* Task requirements *
Convert every line of the records below into a Markdown table with the columns "Row" and "Line", numbering each row and skipping blank lines. Omit the pictures.

* Start Data to use *

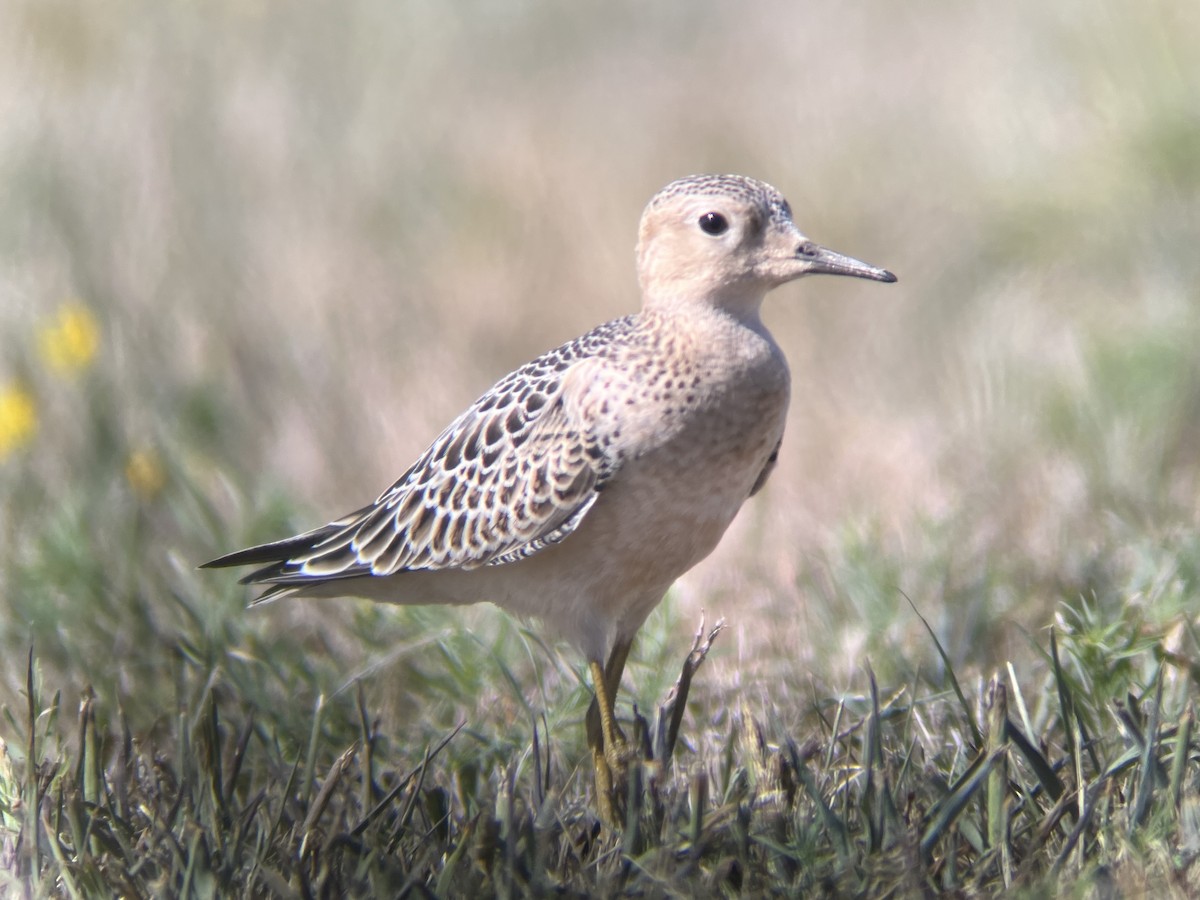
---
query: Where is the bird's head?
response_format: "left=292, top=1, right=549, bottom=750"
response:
left=637, top=175, right=896, bottom=314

* End Data to use *

* Output for this exercise *
| Row | Line |
|---|---|
| 1 | --- |
| 2 | query: Where is the bird's head? |
| 3 | response_format: "left=292, top=1, right=549, bottom=750" |
| 4 | response: |
| 5 | left=637, top=175, right=896, bottom=314 |